(Contour labeling lines)
------

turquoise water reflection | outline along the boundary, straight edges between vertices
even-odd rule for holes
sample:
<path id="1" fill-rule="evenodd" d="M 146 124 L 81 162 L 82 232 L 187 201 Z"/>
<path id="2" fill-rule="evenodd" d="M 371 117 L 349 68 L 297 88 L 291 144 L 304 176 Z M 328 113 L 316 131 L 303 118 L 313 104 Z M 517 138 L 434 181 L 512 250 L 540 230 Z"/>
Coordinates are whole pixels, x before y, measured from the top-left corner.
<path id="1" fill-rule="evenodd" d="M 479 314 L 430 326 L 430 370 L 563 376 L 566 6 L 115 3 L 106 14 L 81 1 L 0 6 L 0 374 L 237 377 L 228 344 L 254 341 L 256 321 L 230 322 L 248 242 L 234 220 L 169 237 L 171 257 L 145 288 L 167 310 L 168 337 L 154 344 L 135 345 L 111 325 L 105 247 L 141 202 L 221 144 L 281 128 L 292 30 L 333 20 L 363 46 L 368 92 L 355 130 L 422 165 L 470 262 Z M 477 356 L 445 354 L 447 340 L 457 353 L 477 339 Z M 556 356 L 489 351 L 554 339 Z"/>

------

- [What is being asked]:
Starting from the first line and ending with the line that contains "146 124 L 81", write those lines out again with "boundary" swapped for "border" and nothing else altered.

- [Worked answer]:
turquoise water reflection | outline along the border, straight edges between vertices
even-odd rule for holes
sample:
<path id="1" fill-rule="evenodd" d="M 146 124 L 81 162 L 82 232 L 187 201 Z"/>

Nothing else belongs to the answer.